Given records:
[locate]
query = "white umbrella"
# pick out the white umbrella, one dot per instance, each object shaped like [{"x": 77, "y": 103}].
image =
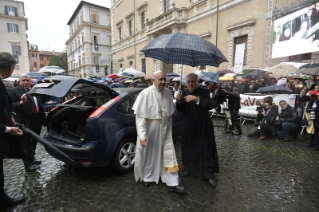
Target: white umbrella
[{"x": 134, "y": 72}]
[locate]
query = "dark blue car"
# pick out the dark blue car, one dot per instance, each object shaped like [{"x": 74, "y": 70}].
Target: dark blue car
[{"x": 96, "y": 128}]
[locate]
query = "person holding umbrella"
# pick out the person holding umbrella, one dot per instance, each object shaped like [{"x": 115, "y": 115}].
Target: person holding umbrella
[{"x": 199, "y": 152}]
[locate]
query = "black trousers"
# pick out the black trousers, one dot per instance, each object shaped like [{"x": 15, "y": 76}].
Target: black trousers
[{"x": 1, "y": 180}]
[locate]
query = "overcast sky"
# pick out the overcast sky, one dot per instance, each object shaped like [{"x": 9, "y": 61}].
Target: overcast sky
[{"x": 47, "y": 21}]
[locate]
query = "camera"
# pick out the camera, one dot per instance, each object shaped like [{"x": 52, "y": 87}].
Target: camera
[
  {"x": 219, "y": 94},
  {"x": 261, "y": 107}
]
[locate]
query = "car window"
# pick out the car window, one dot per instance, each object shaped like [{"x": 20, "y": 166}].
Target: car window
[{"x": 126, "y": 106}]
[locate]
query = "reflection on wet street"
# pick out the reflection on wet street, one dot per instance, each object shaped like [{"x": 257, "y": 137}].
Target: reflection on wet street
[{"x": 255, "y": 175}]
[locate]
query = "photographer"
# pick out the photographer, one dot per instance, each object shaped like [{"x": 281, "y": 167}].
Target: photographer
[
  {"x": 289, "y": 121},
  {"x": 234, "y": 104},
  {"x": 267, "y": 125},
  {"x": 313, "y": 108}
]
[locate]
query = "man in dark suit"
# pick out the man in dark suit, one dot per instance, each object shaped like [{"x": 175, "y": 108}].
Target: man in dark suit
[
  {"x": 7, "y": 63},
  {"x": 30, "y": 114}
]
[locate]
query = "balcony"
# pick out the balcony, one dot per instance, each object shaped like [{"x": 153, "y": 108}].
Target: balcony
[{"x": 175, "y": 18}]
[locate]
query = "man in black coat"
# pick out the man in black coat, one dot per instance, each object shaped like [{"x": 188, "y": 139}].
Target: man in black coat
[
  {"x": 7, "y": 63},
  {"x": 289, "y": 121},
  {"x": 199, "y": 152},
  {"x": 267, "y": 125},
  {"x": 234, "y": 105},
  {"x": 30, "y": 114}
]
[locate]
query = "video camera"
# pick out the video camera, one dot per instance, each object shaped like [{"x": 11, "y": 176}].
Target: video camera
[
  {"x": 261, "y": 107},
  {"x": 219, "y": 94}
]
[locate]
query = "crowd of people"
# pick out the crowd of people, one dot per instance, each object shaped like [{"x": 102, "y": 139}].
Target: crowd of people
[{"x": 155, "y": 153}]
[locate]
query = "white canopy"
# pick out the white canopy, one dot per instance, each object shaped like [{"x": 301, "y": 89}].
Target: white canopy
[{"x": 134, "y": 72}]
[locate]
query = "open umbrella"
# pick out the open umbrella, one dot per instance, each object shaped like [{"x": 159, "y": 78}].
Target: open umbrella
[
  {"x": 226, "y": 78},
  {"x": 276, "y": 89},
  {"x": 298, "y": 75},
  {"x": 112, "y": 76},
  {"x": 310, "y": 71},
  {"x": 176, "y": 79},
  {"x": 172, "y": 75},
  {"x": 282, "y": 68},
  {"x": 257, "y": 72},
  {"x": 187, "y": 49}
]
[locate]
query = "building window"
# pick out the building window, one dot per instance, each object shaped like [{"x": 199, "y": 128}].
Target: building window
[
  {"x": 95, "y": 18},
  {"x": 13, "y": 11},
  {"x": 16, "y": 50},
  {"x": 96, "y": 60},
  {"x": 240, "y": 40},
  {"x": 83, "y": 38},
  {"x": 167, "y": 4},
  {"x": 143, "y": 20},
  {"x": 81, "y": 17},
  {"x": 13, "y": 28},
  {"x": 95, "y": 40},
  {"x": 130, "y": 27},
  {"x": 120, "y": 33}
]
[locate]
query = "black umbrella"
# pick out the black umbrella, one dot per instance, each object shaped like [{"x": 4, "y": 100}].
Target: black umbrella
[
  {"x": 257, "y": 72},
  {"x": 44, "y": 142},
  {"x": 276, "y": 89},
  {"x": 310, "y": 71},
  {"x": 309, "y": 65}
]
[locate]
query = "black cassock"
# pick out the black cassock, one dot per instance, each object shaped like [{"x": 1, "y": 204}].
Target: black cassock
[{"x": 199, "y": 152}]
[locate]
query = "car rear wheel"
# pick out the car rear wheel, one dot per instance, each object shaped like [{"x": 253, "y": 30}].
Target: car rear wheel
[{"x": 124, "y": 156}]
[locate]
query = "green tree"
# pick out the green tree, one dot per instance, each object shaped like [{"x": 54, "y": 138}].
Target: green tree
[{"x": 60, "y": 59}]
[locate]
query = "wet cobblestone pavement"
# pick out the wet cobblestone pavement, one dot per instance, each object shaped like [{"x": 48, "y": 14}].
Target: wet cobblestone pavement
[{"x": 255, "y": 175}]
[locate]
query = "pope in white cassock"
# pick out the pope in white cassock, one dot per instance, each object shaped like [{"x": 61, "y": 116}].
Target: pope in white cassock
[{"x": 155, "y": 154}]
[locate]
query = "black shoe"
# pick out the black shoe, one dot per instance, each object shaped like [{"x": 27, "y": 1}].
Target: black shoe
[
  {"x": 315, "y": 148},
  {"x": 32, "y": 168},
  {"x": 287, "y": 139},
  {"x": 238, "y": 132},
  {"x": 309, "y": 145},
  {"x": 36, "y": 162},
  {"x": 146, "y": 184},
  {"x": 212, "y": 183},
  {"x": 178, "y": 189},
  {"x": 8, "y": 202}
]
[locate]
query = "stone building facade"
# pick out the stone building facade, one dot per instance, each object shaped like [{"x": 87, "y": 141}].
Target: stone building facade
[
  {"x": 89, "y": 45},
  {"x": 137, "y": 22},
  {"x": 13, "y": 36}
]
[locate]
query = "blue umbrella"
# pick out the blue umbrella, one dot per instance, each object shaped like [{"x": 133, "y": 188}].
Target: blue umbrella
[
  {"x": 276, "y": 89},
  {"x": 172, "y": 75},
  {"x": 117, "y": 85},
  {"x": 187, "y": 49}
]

Task brief:
Leave out the pictures and copy everything else in the records word for word.

Written response:
[locate]
query = "white umbrella"
# pick out the white umbrella, one dot per instance, each object shaped like [{"x": 77, "y": 103}].
image =
Target: white umbrella
[{"x": 134, "y": 72}]
[locate]
query = "dark blue car"
# pick out the dark blue car, one dot per instance, each object shaped like [{"x": 74, "y": 70}].
Target: dark blue car
[{"x": 96, "y": 128}]
[locate]
query = "person holding umbrella"
# pick out the person holding umbrella, one dot per instance, each object shaped like [{"x": 115, "y": 115}].
Target: person holding umbrella
[{"x": 199, "y": 152}]
[locate]
query = "black trousers"
# pick out the black trousers, one dot per instance, each object shaped like [{"x": 15, "y": 76}].
Target: black trousers
[{"x": 1, "y": 180}]
[locate]
query = "overcast sky"
# pick out the overcast sky, one dot per instance, each object shaped like [{"x": 9, "y": 61}].
Target: overcast sky
[{"x": 47, "y": 21}]
[locate]
query = "camera"
# pick out the camera, one dot per instance, each object shaped like [{"x": 52, "y": 87}].
Target: camera
[
  {"x": 219, "y": 94},
  {"x": 261, "y": 107}
]
[locate]
query = "car window"
# pick out the car window, one dot per instance, each object shaped like [{"x": 20, "y": 166}].
Target: car window
[{"x": 126, "y": 106}]
[locate]
query = "reflection on wet street"
# pick out the reflection on wet street, one dot per instance, each object shaped like [{"x": 257, "y": 137}].
Target: reflection on wet street
[{"x": 255, "y": 175}]
[locate]
query = "photographer"
# pick out the photographer, one dot per instance, each object shaped like [{"x": 281, "y": 167}].
Target: photographer
[
  {"x": 289, "y": 121},
  {"x": 234, "y": 104},
  {"x": 267, "y": 125},
  {"x": 313, "y": 108}
]
[locate]
query = "man in dark suit"
# pick out the man in dark suit, one dot per instance, each object shaped like [{"x": 175, "y": 108}].
Target: man in dark suit
[
  {"x": 7, "y": 63},
  {"x": 30, "y": 114}
]
[locate]
query = "balcony"
# pick out the balcony, one dot per instance, each object shaped like [{"x": 153, "y": 108}].
Target: balcony
[{"x": 175, "y": 18}]
[locate]
query = "man in black coat"
# pick out the man in black coat, one dot per instance, each object shaped like [{"x": 188, "y": 139}].
Target: man in black coat
[
  {"x": 7, "y": 63},
  {"x": 289, "y": 121},
  {"x": 199, "y": 152},
  {"x": 267, "y": 125},
  {"x": 234, "y": 105},
  {"x": 30, "y": 114}
]
[locate]
query = "video camera"
# pick out the video camera, one dot per instance, each object shaped like [{"x": 11, "y": 176}].
Target: video camera
[
  {"x": 261, "y": 107},
  {"x": 219, "y": 94}
]
[locate]
query = "crowd of people"
# pick out the crowd of people, one dot per instance, each object shaped like [{"x": 102, "y": 139}].
Target: crowd of people
[{"x": 155, "y": 153}]
[locate]
query = "white canopy"
# pick out the white canopy, one dot per instance, each object shaped like [{"x": 301, "y": 89}].
Target: white canopy
[{"x": 134, "y": 72}]
[locate]
query = "open umbrella"
# pick out the open umbrella, one dot per instance, each object shaped like [{"x": 159, "y": 78}].
Target: open umbrella
[
  {"x": 226, "y": 78},
  {"x": 276, "y": 89},
  {"x": 298, "y": 75},
  {"x": 112, "y": 76},
  {"x": 310, "y": 71},
  {"x": 176, "y": 79},
  {"x": 172, "y": 75},
  {"x": 282, "y": 68},
  {"x": 257, "y": 72},
  {"x": 187, "y": 49}
]
[locate]
query = "building window"
# pick out the building window, one dot per instance, each object shaped like [{"x": 199, "y": 128}].
Target: building window
[
  {"x": 95, "y": 18},
  {"x": 13, "y": 11},
  {"x": 16, "y": 50},
  {"x": 96, "y": 60},
  {"x": 240, "y": 40},
  {"x": 83, "y": 38},
  {"x": 167, "y": 4},
  {"x": 143, "y": 20},
  {"x": 81, "y": 17},
  {"x": 13, "y": 28},
  {"x": 95, "y": 40},
  {"x": 130, "y": 27},
  {"x": 120, "y": 33}
]
[locate]
query = "black umbrella"
# pick out the black umbrella, one dot per instance, each object shaped like [{"x": 4, "y": 100}].
Target: black umbrella
[
  {"x": 257, "y": 72},
  {"x": 44, "y": 142},
  {"x": 276, "y": 89},
  {"x": 310, "y": 71},
  {"x": 309, "y": 65}
]
[locate]
query = "black cassock"
# pick out the black cassock, one dot per instance, each object shaped like [{"x": 1, "y": 204}].
Target: black cassock
[{"x": 199, "y": 152}]
[locate]
query = "car rear wheel"
# pick out the car rear wheel, one dot per instance, each object shaped like [{"x": 253, "y": 30}].
Target: car rear wheel
[{"x": 124, "y": 156}]
[locate]
query = "green tree"
# pick out the green tree, one dot per instance, each object shaped like [{"x": 54, "y": 138}].
Target: green tree
[{"x": 60, "y": 59}]
[locate]
query = "wet cobblestone pavement"
# pick out the wet cobblestone pavement, one dot per instance, each object shaped like [{"x": 48, "y": 14}].
Target: wet cobblestone pavement
[{"x": 255, "y": 175}]
[locate]
query = "pope in white cassock"
# pick out the pope in white cassock, one dot per instance, each object shaped like [{"x": 61, "y": 116}].
Target: pope in white cassock
[{"x": 155, "y": 154}]
[locate]
query = "black shoe"
# pick out the black shoe, one dot per instance, each object shaped like [{"x": 27, "y": 1}].
Target: black shoe
[
  {"x": 315, "y": 148},
  {"x": 32, "y": 168},
  {"x": 287, "y": 139},
  {"x": 238, "y": 132},
  {"x": 309, "y": 145},
  {"x": 36, "y": 162},
  {"x": 146, "y": 184},
  {"x": 212, "y": 183},
  {"x": 178, "y": 189},
  {"x": 8, "y": 202}
]
[locate]
query = "stone building facade"
# pick out the stone building facade, one dot per instance, each object shaped like [{"x": 87, "y": 141}].
Target: stone building facade
[
  {"x": 89, "y": 45},
  {"x": 137, "y": 22},
  {"x": 13, "y": 36}
]
[locate]
query = "blue umbrella"
# pick out the blue umbrella, one dot per instance, each object shaped like [{"x": 133, "y": 188}].
Target: blue umbrella
[
  {"x": 276, "y": 89},
  {"x": 172, "y": 75},
  {"x": 117, "y": 85},
  {"x": 187, "y": 49}
]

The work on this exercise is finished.